→ **Problem description**
Each entry is to be given again word for word; images are dropped.

→ **Records to process**
━━━━━━
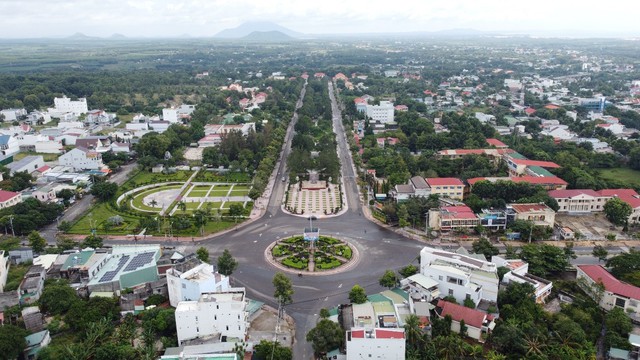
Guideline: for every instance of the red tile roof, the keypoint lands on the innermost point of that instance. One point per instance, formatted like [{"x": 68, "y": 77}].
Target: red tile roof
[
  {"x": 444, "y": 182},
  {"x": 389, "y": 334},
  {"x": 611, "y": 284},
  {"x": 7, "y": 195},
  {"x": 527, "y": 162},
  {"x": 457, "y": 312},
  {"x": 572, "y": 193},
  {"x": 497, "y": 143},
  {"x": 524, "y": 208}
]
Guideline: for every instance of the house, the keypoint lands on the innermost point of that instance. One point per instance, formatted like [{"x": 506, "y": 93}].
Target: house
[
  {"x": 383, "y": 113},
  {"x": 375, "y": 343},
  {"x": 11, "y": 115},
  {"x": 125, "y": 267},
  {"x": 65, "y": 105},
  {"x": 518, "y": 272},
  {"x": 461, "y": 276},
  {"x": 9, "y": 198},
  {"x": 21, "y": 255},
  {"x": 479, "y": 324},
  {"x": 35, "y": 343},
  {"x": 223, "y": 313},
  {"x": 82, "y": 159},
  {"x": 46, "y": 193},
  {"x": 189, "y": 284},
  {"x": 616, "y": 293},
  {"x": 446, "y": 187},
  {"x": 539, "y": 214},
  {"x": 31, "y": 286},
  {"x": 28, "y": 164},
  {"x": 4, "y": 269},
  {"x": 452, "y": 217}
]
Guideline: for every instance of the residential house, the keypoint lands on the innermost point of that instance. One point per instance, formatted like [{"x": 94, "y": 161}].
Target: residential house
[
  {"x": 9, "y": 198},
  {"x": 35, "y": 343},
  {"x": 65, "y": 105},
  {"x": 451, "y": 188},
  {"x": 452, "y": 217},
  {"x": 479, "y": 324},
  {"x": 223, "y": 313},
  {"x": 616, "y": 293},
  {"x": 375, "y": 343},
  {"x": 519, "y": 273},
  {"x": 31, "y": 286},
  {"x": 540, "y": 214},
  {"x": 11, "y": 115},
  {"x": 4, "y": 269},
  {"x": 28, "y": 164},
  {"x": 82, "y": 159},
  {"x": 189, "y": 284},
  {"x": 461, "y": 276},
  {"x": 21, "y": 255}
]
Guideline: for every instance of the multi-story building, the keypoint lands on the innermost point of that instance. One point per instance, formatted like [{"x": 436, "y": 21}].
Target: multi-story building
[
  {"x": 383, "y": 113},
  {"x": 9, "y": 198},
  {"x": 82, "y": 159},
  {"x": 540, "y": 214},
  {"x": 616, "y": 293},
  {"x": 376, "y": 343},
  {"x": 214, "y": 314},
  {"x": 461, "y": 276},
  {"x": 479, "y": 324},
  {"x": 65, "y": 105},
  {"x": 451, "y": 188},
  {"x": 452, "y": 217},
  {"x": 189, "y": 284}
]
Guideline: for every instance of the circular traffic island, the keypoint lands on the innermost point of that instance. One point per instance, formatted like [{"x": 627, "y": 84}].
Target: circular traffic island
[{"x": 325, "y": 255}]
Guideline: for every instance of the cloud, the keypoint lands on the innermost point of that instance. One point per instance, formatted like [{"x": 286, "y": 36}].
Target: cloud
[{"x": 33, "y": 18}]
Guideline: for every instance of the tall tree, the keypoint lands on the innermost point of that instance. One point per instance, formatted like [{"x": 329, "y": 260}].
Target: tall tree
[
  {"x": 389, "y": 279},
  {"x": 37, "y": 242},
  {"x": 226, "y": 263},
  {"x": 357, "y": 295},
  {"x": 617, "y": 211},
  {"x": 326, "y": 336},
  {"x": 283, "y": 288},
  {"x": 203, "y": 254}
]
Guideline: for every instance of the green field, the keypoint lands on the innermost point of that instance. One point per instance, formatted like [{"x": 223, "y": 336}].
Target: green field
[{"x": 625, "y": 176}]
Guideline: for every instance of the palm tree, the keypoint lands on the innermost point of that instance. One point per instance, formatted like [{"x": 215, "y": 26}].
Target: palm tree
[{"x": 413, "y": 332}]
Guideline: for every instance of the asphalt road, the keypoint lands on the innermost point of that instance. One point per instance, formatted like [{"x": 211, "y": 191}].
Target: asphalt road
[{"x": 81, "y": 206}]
━━━━━━
→ **Problem solution**
Guideline: for every instance of the red tile roof, the keypoint lands on the innermost point of that instance. One point per instance, formatted like [{"x": 68, "y": 77}].
Target: red tile roof
[
  {"x": 444, "y": 182},
  {"x": 389, "y": 334},
  {"x": 611, "y": 284},
  {"x": 7, "y": 195},
  {"x": 527, "y": 162},
  {"x": 457, "y": 312},
  {"x": 572, "y": 193},
  {"x": 497, "y": 143},
  {"x": 524, "y": 208}
]
Guideline: for every instance of the house, the keypoint lands on the innermost point of that instance. One point per instance, formatted like [{"x": 506, "y": 93}].
Target: house
[
  {"x": 383, "y": 113},
  {"x": 375, "y": 343},
  {"x": 11, "y": 115},
  {"x": 125, "y": 267},
  {"x": 65, "y": 105},
  {"x": 518, "y": 272},
  {"x": 461, "y": 276},
  {"x": 9, "y": 198},
  {"x": 21, "y": 255},
  {"x": 479, "y": 324},
  {"x": 35, "y": 343},
  {"x": 223, "y": 313},
  {"x": 82, "y": 159},
  {"x": 46, "y": 193},
  {"x": 189, "y": 284},
  {"x": 616, "y": 293},
  {"x": 446, "y": 187},
  {"x": 539, "y": 214},
  {"x": 31, "y": 286},
  {"x": 28, "y": 164},
  {"x": 4, "y": 269},
  {"x": 452, "y": 217}
]
Guideline: for every instance of the residential house, the keypoint lands on the innermost point of that instance. One point per instance, formatted like [{"x": 94, "y": 161}].
Target: residential house
[
  {"x": 9, "y": 198},
  {"x": 35, "y": 343},
  {"x": 65, "y": 105},
  {"x": 451, "y": 188},
  {"x": 452, "y": 217},
  {"x": 479, "y": 324},
  {"x": 223, "y": 313},
  {"x": 616, "y": 293},
  {"x": 375, "y": 343},
  {"x": 519, "y": 273},
  {"x": 31, "y": 286},
  {"x": 540, "y": 214},
  {"x": 11, "y": 115},
  {"x": 4, "y": 269},
  {"x": 28, "y": 164},
  {"x": 82, "y": 159},
  {"x": 189, "y": 284},
  {"x": 461, "y": 276},
  {"x": 21, "y": 255}
]
Guideline: for every instance of the multi-story building, the keypoint lands on the innermost point of that instance. One point per instance, formatted like [{"x": 436, "y": 21}].
Target: multi-story building
[
  {"x": 383, "y": 113},
  {"x": 9, "y": 198},
  {"x": 82, "y": 159},
  {"x": 540, "y": 214},
  {"x": 616, "y": 293},
  {"x": 376, "y": 343},
  {"x": 214, "y": 314},
  {"x": 461, "y": 276},
  {"x": 479, "y": 324},
  {"x": 65, "y": 105},
  {"x": 451, "y": 188},
  {"x": 452, "y": 217},
  {"x": 189, "y": 284}
]
Guideline: for every instance of the circular traffic island, the keypoint lands on the innermost point of that instance. One point per instance, formatted like [{"x": 627, "y": 84}].
Target: circular traffic island
[{"x": 325, "y": 255}]
Guideline: for every instance of the cloud, the keypoint lands on the innermost point of that instance. One point per instance, formatted like [{"x": 286, "y": 36}].
Target: cloud
[{"x": 33, "y": 18}]
Guideline: for every instance of the tall tree, the keypoint lands on the innermost point of that instance. One point per instance, formatted like [{"x": 329, "y": 260}].
Target: tall tree
[
  {"x": 389, "y": 279},
  {"x": 37, "y": 242},
  {"x": 226, "y": 263},
  {"x": 357, "y": 295},
  {"x": 617, "y": 211},
  {"x": 326, "y": 336},
  {"x": 283, "y": 288},
  {"x": 203, "y": 254}
]
Guideline: for every instance of the green field, the keypoint lands on the innermost point of that instance. One point per instance, formatted like [{"x": 223, "y": 336}].
Target: green field
[{"x": 625, "y": 176}]
Guideline: for every instance of the palm tree, the keypoint lands on the innermost point of that instance. One point per instance, formatted like [{"x": 215, "y": 26}].
Target: palm tree
[{"x": 413, "y": 332}]
Guideline: for every instance of the asphalt road, the keypoint lands on the innermost point of that instance. One point per instance, formatted like [{"x": 211, "y": 191}].
Target: asphalt road
[{"x": 81, "y": 206}]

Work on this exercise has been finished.